··· Records shown ···

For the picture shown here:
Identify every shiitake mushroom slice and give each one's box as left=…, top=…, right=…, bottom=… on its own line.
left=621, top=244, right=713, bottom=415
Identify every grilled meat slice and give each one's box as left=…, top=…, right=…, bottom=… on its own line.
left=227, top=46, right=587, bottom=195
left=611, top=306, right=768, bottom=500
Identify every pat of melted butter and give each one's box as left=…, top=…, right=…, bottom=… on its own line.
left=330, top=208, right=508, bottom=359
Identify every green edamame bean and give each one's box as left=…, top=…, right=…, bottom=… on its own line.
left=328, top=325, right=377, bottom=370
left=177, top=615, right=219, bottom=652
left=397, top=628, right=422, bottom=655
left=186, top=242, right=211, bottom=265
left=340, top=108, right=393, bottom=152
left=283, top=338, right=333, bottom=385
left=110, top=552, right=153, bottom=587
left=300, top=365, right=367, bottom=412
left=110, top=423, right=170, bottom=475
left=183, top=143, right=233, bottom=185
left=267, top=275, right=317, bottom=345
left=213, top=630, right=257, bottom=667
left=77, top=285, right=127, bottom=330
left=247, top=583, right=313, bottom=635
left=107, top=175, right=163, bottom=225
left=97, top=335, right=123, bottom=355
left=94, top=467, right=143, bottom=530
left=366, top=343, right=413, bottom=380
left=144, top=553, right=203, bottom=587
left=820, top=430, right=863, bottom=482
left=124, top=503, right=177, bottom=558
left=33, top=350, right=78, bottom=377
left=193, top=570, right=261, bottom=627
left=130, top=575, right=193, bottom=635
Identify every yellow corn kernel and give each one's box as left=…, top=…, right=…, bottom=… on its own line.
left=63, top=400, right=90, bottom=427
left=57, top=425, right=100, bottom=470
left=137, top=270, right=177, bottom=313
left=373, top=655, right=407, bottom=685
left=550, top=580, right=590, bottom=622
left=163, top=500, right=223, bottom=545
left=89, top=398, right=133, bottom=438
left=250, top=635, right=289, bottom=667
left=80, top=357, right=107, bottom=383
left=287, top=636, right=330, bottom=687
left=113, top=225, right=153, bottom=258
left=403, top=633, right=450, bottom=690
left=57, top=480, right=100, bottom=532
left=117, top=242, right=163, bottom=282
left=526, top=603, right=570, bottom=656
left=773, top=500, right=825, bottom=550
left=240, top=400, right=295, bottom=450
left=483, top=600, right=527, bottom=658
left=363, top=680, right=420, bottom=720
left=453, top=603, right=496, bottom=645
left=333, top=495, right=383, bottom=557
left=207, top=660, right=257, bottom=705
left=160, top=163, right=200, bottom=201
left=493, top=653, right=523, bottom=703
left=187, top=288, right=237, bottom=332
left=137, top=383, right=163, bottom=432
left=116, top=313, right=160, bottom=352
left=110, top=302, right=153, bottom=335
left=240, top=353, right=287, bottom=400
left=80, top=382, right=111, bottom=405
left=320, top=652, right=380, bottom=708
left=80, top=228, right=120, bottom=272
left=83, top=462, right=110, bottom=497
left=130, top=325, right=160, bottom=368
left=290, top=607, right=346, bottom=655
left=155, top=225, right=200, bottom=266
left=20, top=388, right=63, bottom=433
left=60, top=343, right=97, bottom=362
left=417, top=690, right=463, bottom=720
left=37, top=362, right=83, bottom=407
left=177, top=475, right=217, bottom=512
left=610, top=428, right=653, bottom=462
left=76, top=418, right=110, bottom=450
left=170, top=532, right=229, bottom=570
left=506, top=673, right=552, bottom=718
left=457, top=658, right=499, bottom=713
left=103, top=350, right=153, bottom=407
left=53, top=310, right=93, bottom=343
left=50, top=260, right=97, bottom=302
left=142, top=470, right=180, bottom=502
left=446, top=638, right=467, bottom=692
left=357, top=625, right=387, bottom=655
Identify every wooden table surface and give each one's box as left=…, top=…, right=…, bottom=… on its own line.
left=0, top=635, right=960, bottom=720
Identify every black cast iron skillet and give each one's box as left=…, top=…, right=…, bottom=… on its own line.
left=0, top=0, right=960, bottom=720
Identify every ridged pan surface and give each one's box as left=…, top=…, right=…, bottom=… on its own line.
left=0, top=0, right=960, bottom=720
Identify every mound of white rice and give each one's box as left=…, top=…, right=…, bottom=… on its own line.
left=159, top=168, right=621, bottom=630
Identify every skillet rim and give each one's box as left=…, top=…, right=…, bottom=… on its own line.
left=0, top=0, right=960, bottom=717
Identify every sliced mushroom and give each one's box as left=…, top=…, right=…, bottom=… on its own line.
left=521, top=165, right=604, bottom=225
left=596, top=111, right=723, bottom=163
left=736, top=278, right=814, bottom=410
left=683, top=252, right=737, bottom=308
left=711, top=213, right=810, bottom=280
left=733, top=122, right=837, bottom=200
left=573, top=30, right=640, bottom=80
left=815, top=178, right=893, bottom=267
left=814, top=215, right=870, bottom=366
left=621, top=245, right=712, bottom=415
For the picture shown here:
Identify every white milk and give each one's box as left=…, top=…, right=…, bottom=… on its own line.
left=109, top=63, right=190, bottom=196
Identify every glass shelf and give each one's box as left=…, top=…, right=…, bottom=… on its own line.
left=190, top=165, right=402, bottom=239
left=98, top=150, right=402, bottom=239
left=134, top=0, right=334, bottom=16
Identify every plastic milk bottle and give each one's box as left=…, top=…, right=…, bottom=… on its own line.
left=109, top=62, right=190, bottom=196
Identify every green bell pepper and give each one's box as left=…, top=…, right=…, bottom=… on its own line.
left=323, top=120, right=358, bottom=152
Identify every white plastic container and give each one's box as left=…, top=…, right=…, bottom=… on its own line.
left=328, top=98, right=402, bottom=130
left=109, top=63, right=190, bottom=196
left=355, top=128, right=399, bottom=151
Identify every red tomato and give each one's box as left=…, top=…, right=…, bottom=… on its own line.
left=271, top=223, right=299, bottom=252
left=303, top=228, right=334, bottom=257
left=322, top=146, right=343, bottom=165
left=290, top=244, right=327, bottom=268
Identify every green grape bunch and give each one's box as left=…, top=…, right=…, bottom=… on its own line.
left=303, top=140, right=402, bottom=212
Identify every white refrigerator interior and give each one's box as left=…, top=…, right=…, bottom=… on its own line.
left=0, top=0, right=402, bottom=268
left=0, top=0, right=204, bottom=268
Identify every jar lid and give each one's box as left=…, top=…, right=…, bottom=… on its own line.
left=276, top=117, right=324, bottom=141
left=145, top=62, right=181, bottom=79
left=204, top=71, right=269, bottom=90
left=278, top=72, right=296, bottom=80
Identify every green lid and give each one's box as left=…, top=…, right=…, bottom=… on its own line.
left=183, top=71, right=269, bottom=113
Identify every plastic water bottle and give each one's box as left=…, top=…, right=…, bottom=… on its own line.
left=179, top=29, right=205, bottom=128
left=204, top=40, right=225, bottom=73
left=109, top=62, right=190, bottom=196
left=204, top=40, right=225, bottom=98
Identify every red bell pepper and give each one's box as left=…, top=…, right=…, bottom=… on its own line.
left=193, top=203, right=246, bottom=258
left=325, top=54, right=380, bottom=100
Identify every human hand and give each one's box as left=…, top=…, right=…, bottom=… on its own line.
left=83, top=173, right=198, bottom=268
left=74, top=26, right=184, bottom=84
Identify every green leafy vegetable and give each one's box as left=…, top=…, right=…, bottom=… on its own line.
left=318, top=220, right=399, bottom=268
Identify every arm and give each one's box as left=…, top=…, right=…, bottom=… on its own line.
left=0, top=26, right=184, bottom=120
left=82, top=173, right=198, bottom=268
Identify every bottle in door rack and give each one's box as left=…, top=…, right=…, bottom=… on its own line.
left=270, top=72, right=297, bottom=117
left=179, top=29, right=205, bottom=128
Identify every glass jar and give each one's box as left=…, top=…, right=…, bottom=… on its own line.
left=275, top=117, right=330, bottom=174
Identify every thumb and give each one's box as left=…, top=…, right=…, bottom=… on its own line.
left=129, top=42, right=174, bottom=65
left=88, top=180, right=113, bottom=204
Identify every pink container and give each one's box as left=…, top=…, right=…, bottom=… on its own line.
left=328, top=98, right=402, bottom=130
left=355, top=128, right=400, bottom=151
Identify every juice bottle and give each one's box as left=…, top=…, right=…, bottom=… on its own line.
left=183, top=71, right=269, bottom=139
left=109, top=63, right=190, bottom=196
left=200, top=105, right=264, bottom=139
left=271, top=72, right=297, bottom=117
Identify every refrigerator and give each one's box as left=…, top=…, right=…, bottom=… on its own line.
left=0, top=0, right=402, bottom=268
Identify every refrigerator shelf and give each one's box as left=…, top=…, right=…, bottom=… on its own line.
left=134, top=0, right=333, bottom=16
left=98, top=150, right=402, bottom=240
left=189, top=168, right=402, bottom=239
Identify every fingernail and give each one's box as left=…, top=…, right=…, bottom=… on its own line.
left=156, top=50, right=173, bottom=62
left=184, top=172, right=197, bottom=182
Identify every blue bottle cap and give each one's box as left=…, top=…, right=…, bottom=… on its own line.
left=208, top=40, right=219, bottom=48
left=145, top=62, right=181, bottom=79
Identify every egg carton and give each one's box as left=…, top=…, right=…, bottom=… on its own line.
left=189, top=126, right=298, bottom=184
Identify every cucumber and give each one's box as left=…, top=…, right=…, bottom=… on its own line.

···

Copy the records word for word, from their first line through the line containing "left=611, top=306, right=768, bottom=500", including both ends.

Answer to this exercise >>
For the picture shown here:
Identify every shiitake mushroom slice and give each one's box as left=…, top=…, right=…, bottom=… on its own line.
left=621, top=244, right=713, bottom=415
Identify every grilled meat slice and give each one's box as left=…, top=…, right=…, bottom=… on its own line.
left=227, top=46, right=587, bottom=195
left=611, top=306, right=768, bottom=500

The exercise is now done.